■ **WHAT YOU NEED TO DO**
Count the lines in the rows below that contain the word "grass", and reply with that number alone.

___ DATA LINES

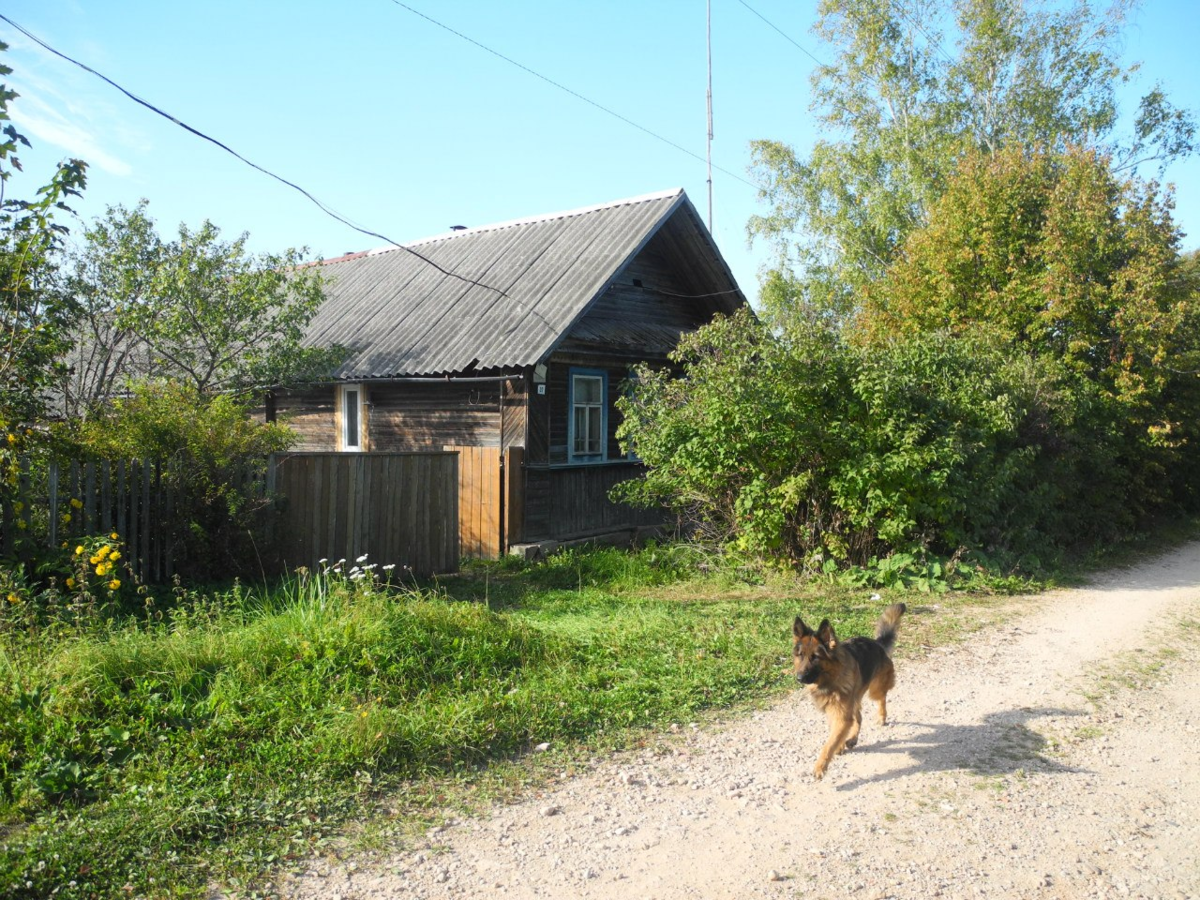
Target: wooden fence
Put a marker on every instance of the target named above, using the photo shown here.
(396, 508)
(491, 501)
(59, 502)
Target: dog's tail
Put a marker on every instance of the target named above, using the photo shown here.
(889, 623)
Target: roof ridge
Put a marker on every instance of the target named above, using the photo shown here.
(509, 223)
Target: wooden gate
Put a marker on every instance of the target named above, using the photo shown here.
(490, 501)
(397, 508)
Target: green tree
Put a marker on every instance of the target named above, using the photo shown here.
(1055, 253)
(807, 448)
(196, 309)
(905, 100)
(35, 313)
(211, 459)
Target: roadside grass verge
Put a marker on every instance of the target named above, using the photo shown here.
(241, 730)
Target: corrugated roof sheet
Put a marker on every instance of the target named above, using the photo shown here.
(403, 317)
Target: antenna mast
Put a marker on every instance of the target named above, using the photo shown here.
(709, 117)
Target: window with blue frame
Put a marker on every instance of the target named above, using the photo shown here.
(589, 415)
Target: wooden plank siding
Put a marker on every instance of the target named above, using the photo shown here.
(397, 509)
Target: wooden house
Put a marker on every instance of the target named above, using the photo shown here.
(511, 343)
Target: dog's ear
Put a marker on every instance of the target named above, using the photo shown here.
(826, 635)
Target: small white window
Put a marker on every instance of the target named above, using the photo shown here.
(351, 396)
(588, 415)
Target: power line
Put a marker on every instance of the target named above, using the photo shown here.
(282, 180)
(568, 90)
(783, 34)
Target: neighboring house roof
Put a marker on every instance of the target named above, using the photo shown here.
(402, 317)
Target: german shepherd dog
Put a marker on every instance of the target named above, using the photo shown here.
(839, 673)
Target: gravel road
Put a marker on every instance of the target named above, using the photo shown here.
(1054, 755)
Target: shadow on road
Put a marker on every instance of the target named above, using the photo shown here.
(1001, 744)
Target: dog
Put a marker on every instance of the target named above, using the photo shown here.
(838, 673)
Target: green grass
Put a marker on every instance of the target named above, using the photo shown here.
(239, 731)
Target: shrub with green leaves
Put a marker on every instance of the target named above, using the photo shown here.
(213, 456)
(805, 448)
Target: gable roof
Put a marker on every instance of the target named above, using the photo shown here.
(403, 317)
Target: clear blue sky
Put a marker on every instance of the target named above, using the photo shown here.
(406, 129)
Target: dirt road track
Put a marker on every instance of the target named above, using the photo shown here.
(1055, 756)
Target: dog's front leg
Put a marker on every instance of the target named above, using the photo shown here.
(841, 721)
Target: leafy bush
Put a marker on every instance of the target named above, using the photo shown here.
(213, 456)
(805, 448)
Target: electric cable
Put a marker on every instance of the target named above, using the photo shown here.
(282, 180)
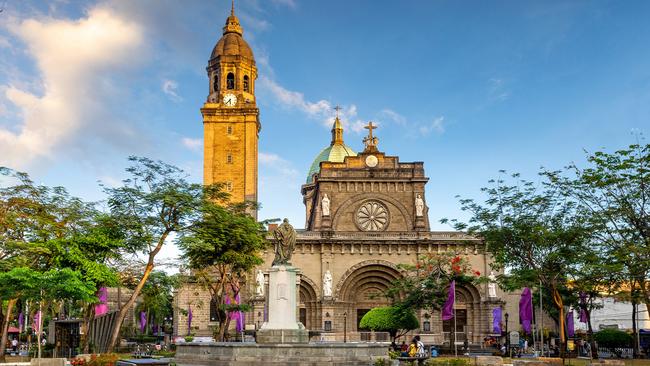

______

■ **RESULT**
2